— begin DATASET EXCERPTS —

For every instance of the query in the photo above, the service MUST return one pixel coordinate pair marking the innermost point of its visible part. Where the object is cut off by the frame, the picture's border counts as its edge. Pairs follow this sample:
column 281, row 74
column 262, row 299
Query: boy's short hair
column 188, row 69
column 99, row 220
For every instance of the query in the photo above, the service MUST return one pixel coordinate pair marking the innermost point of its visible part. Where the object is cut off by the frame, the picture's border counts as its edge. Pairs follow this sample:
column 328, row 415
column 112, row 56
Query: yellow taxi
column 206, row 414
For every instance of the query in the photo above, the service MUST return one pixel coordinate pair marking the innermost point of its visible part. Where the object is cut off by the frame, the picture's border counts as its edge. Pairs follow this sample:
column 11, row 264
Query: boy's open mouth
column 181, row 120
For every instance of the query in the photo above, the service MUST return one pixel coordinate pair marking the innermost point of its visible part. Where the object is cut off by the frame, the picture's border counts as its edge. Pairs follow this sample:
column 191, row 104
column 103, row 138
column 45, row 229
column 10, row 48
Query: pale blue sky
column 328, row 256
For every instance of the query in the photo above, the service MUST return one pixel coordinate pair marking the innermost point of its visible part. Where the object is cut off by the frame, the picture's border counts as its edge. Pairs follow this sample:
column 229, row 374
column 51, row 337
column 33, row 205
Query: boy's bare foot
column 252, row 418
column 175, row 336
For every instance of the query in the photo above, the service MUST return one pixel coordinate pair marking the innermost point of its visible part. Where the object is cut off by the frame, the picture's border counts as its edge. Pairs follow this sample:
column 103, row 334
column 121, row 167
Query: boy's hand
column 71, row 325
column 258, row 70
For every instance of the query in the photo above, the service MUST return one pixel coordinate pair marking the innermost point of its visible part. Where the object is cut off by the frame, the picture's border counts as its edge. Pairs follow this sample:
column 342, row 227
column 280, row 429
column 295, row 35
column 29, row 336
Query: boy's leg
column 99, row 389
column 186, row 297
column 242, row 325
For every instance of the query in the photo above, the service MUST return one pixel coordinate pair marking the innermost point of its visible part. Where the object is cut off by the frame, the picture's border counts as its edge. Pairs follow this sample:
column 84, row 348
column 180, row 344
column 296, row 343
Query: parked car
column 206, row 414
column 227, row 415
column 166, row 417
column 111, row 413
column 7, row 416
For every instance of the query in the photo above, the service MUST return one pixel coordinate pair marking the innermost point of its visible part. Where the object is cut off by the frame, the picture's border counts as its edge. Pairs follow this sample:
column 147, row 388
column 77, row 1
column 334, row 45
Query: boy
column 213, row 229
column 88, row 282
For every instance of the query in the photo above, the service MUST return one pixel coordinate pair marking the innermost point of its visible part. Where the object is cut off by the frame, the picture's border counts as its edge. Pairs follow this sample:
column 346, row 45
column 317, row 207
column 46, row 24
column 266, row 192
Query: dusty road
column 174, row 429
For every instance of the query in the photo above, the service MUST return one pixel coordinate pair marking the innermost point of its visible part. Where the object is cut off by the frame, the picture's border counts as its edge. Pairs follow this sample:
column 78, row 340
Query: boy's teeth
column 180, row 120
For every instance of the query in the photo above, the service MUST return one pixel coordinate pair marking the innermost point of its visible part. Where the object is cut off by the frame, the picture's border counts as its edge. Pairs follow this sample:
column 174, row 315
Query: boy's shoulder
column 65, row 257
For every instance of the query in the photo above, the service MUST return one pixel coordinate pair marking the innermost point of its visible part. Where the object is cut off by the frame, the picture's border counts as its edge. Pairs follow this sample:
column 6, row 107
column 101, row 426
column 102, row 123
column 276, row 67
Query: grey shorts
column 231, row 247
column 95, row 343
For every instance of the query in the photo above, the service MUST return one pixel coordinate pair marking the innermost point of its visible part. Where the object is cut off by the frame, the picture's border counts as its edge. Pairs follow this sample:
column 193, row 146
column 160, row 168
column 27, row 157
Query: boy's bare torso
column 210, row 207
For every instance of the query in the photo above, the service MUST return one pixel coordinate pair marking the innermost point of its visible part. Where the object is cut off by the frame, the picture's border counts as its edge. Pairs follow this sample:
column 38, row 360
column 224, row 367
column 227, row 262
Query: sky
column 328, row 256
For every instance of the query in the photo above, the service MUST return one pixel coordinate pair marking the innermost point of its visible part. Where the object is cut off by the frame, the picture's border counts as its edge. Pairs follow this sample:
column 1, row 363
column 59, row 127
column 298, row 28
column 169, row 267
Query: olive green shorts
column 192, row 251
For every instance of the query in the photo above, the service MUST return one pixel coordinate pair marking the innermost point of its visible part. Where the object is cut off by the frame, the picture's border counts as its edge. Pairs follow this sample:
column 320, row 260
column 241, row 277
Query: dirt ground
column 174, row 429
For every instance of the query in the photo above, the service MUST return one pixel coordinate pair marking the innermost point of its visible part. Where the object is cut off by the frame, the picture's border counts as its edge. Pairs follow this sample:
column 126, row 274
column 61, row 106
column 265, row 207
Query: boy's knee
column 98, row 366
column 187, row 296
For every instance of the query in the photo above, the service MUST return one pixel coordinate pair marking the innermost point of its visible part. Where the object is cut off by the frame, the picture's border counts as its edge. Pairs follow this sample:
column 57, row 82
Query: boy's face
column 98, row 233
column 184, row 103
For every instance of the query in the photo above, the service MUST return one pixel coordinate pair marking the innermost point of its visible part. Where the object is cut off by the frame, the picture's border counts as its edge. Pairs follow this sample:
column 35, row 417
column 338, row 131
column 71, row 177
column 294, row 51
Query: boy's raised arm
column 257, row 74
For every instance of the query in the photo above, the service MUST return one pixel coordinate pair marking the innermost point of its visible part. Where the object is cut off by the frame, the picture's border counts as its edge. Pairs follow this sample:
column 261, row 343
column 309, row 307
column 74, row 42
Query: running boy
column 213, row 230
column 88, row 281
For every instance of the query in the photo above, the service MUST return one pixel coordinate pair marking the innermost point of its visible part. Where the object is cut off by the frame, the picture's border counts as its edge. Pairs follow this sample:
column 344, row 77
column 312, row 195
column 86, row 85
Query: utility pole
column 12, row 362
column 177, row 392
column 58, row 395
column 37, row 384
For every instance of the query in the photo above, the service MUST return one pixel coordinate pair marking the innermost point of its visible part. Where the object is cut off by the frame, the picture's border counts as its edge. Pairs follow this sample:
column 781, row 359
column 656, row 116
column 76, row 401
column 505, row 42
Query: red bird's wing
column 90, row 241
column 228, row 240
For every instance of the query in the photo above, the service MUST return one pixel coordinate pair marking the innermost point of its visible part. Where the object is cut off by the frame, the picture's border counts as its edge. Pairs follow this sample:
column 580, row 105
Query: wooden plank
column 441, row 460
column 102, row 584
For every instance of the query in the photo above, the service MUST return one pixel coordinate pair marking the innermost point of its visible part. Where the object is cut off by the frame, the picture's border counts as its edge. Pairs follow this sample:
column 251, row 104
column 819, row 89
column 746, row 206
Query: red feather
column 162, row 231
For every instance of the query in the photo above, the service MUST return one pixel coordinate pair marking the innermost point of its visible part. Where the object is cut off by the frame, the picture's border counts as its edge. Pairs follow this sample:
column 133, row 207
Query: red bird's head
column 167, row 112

— end DATASET EXCERPTS —

=== WHAT NEEDS TO BE DONE ===
Find every line in the records above that contains the word "bare" and copy each one out in full.

=== RIGHT ANSWER ===
Query: boy's bare foot
Query: boy's bare torso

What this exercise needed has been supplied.